Rows:

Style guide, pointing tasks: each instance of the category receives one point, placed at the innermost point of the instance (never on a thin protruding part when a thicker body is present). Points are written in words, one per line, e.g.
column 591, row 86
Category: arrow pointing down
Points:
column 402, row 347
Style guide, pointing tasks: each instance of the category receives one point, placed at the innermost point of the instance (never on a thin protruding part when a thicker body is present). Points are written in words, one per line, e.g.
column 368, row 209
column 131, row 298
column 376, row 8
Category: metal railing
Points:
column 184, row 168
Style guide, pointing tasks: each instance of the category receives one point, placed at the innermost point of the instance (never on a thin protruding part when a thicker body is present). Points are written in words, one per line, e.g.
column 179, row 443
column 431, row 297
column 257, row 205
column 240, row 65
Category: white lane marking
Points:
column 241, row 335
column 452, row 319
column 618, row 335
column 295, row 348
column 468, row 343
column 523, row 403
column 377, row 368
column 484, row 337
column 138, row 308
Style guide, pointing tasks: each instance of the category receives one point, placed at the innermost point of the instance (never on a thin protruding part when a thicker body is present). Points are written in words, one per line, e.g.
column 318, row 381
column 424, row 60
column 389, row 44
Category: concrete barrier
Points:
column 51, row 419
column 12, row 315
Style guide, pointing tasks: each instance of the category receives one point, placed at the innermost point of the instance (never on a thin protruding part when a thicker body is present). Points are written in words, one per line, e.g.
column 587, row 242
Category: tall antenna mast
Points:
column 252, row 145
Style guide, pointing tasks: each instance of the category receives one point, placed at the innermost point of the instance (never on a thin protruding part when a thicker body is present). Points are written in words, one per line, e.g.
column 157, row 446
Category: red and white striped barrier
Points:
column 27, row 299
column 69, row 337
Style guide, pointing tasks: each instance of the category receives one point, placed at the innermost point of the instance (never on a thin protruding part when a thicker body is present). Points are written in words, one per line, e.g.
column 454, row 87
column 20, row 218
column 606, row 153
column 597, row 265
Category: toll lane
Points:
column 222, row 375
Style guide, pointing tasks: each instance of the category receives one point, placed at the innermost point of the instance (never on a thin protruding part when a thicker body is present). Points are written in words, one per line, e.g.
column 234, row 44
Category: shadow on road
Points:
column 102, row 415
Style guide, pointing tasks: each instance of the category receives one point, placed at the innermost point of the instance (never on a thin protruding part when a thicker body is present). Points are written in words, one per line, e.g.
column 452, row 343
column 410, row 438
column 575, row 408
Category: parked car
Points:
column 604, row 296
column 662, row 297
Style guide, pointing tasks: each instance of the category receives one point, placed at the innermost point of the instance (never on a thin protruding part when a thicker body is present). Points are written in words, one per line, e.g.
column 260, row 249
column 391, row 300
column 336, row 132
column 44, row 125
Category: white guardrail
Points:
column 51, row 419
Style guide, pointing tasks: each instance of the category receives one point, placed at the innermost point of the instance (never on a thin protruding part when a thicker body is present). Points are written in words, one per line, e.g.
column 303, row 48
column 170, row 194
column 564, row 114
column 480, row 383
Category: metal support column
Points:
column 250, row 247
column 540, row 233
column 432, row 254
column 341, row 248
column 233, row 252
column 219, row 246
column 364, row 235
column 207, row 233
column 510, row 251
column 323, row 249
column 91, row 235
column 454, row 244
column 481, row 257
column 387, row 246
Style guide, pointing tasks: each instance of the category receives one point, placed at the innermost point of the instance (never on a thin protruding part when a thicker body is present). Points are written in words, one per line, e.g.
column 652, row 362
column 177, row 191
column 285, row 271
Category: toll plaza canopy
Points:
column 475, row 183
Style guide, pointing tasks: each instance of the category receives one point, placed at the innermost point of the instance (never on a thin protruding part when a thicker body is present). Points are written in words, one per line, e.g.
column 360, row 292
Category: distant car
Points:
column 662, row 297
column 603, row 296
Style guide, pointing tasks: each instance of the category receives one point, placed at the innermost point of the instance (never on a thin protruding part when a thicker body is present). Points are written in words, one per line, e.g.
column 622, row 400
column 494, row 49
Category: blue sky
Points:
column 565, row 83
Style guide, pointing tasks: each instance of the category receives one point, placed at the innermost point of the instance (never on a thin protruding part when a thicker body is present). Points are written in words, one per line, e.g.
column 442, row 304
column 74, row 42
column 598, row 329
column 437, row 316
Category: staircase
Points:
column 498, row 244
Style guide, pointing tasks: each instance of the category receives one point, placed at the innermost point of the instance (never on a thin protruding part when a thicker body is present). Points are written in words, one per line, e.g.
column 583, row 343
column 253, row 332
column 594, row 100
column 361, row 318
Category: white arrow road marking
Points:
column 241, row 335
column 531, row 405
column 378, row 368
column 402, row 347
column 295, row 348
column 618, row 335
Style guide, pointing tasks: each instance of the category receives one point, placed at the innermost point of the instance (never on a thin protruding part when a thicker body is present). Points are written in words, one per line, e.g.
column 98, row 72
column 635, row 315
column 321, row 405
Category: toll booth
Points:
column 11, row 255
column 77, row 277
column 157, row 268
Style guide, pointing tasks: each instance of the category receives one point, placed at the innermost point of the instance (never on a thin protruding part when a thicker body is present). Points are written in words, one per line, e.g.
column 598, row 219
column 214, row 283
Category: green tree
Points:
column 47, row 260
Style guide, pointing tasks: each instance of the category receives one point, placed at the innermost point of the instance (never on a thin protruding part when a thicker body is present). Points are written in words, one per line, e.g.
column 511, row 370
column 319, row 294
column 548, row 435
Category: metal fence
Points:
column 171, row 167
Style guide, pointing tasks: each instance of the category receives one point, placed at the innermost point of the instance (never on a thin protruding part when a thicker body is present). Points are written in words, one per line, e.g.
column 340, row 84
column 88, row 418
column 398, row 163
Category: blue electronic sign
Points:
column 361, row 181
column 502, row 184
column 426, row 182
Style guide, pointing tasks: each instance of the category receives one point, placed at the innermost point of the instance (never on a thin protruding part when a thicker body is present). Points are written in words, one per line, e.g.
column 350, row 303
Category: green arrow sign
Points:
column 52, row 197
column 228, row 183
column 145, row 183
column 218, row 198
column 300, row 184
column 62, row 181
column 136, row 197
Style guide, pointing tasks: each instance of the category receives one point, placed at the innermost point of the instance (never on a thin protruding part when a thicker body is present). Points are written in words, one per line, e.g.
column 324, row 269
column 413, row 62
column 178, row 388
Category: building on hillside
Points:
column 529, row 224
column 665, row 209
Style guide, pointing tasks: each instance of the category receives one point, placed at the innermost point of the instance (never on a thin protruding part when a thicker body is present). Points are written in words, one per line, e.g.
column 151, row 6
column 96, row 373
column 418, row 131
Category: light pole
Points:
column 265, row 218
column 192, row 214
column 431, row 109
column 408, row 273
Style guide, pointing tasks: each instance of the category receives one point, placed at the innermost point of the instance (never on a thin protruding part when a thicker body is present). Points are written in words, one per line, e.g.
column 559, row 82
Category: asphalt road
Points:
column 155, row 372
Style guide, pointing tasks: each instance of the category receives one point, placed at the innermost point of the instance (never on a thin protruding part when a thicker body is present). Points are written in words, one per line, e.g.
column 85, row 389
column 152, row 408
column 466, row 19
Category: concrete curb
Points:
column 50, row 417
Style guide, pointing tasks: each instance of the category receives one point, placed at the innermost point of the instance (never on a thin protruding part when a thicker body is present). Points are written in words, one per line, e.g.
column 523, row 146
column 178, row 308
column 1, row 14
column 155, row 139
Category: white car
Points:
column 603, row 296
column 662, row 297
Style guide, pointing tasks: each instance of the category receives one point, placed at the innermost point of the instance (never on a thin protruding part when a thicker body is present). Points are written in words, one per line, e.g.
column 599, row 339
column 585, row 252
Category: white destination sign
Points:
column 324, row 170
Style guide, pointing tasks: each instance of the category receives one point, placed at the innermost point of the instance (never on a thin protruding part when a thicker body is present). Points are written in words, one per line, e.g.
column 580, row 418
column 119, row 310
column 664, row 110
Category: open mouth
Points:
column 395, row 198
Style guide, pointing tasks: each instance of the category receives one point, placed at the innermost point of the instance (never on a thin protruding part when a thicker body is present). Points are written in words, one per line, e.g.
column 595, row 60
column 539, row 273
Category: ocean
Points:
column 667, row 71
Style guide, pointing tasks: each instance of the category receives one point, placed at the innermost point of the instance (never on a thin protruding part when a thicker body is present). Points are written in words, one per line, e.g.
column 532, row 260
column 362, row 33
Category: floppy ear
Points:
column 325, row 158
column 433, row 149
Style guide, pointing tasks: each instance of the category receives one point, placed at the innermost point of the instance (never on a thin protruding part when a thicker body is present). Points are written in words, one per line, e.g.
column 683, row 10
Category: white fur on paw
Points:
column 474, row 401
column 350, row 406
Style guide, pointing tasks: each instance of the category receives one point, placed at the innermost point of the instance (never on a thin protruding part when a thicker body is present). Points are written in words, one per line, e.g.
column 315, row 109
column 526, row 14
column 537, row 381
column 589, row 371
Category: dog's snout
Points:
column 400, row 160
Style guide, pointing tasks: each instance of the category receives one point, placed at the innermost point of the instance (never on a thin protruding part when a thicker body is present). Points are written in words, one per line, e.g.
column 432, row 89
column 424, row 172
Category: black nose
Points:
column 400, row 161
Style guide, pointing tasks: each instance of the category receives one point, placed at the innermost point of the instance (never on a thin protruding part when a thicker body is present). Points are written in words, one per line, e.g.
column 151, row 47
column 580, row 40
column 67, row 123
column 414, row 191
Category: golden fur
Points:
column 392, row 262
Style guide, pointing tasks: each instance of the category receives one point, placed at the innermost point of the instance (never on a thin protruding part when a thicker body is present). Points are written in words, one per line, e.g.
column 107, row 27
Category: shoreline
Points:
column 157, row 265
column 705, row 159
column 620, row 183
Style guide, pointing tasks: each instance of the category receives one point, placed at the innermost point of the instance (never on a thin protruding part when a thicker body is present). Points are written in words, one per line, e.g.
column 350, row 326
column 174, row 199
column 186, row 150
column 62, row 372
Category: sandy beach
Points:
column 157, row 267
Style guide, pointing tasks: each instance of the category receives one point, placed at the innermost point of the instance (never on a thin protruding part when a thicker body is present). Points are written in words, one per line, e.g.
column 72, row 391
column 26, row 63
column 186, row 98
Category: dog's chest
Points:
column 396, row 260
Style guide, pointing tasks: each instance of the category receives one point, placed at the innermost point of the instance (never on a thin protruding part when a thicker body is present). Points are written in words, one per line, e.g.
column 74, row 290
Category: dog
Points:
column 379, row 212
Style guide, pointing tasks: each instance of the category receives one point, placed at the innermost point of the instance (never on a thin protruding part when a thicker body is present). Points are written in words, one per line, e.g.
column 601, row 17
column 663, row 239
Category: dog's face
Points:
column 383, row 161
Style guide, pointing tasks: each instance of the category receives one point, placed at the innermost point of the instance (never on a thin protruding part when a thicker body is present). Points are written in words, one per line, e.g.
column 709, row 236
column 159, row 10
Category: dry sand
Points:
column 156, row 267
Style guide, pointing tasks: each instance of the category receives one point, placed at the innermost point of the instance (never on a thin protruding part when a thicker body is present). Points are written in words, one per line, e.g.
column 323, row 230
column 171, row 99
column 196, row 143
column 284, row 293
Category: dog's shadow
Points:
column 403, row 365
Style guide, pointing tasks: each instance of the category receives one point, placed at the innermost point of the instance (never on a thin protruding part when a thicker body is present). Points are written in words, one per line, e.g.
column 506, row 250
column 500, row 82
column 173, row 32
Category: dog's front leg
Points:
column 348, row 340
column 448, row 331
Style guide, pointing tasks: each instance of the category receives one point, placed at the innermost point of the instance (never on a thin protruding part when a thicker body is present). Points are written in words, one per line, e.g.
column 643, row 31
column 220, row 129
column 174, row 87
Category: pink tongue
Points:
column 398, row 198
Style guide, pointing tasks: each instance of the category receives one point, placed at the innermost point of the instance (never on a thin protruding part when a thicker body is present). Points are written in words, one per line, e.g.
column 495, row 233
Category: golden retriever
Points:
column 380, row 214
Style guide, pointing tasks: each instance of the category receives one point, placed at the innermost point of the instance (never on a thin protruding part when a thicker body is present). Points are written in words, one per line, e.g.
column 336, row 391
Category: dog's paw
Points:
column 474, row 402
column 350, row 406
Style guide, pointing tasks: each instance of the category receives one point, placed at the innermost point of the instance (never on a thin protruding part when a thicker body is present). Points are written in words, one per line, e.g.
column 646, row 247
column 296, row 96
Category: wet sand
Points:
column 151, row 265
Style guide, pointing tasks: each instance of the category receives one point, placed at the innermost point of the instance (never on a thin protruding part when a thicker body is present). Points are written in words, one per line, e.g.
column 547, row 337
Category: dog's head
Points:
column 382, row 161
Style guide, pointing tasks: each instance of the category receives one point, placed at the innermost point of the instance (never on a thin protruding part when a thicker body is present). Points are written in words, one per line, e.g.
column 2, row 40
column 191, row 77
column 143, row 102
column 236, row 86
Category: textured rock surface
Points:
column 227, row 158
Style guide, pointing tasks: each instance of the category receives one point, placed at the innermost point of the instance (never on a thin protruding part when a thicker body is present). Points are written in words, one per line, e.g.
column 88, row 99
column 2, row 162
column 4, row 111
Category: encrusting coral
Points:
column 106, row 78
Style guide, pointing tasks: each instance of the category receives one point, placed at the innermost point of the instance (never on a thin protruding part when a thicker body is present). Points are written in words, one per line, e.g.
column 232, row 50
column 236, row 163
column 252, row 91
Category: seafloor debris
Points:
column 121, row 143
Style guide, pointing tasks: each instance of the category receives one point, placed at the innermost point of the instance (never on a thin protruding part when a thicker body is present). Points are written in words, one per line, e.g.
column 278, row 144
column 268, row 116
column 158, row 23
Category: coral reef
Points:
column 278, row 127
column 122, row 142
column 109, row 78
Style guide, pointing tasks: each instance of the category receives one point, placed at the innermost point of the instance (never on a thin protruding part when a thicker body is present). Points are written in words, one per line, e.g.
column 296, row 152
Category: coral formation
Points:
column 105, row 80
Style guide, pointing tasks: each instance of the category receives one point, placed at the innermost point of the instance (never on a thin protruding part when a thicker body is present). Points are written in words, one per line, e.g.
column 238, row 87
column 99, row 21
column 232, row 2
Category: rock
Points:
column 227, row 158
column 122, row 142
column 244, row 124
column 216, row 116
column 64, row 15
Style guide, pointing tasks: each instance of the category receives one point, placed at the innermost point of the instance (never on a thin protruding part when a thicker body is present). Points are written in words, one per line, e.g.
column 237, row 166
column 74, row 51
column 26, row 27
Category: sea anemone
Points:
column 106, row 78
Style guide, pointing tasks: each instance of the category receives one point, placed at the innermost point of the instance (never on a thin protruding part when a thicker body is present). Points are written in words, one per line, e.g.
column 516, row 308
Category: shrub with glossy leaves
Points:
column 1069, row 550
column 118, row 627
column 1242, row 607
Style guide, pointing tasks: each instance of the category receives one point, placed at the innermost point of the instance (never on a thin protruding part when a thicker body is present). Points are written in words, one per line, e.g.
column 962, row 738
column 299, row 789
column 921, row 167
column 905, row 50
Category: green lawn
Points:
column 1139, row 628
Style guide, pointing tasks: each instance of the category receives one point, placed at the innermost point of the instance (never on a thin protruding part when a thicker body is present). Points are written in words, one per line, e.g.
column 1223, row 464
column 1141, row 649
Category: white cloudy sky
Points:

What is expected:
Copy the records word for word from their first line through the line with "column 138, row 308", including both of those lines, and stop there.

Correct output:
Style guide, pointing tasks: each instance of the category receives one point, placed at the innermost point of the instance (never on a thin protruding part when a thicker body is present). Points are written in words, one per line, e.g.
column 591, row 86
Category: arrow pointing down
Points:
column 402, row 347
Style guide, pointing tasks: each instance of the category receives one point, placed at the innermost point of the instance (never on a thin protruding part when a thicker body is present). Points are written in words, one per line, e.g.
column 368, row 209
column 131, row 298
column 376, row 8
Category: metal railing
Points:
column 184, row 168
Style guide, pointing tasks: each instance of the category receives one point, placed at the innermost point of the instance (never on a thin protruding part when a thicker body is present). Points are written in words, one per line, e.g.
column 179, row 443
column 431, row 297
column 257, row 205
column 240, row 65
Category: white lane marking
Points:
column 241, row 335
column 452, row 319
column 618, row 335
column 295, row 348
column 468, row 343
column 523, row 403
column 377, row 368
column 484, row 337
column 138, row 308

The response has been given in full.